Dataset entries
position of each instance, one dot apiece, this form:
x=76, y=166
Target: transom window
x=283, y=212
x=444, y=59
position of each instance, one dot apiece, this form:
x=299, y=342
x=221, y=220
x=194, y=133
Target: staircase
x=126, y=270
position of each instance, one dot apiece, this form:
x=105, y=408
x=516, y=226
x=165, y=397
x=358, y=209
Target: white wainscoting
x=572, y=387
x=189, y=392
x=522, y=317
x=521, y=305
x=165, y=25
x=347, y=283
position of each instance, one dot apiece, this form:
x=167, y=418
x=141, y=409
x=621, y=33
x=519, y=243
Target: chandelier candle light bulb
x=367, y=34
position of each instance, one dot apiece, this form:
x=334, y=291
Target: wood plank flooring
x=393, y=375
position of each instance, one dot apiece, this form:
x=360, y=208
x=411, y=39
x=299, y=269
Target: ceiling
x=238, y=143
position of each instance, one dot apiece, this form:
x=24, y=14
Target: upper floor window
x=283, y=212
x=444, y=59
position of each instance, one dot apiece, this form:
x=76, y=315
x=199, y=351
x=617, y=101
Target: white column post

Exercise description: Print every entry exactly as written.

Finished task:
position of each instance, one dot apiece, this form:
x=76, y=166
Target: transom window
x=283, y=212
x=444, y=59
position of each instance, one dot apiece, this form:
x=299, y=342
x=221, y=220
x=194, y=133
Target: staircase
x=126, y=270
position of each instance, one dot apiece, this form:
x=105, y=408
x=516, y=226
x=165, y=397
x=358, y=209
Target: white wainscoting
x=572, y=387
x=189, y=392
x=522, y=317
x=521, y=305
x=165, y=25
x=347, y=283
position of each instance, one dot apiece, this form:
x=167, y=418
x=141, y=409
x=621, y=33
x=519, y=243
Target: chandelier candle light bulb
x=367, y=34
position of each instance, one dot apiece, this form:
x=334, y=291
Target: wood plank flooring
x=393, y=375
position of each instance, one dot apiece, this form:
x=360, y=208
x=411, y=39
x=299, y=269
Target: ceiling
x=238, y=143
position of each instance, one dot apiece, this form:
x=24, y=14
Target: upper floor window
x=283, y=212
x=444, y=59
position of each instance, one dot apiece, this form:
x=76, y=315
x=199, y=351
x=617, y=101
Target: white column post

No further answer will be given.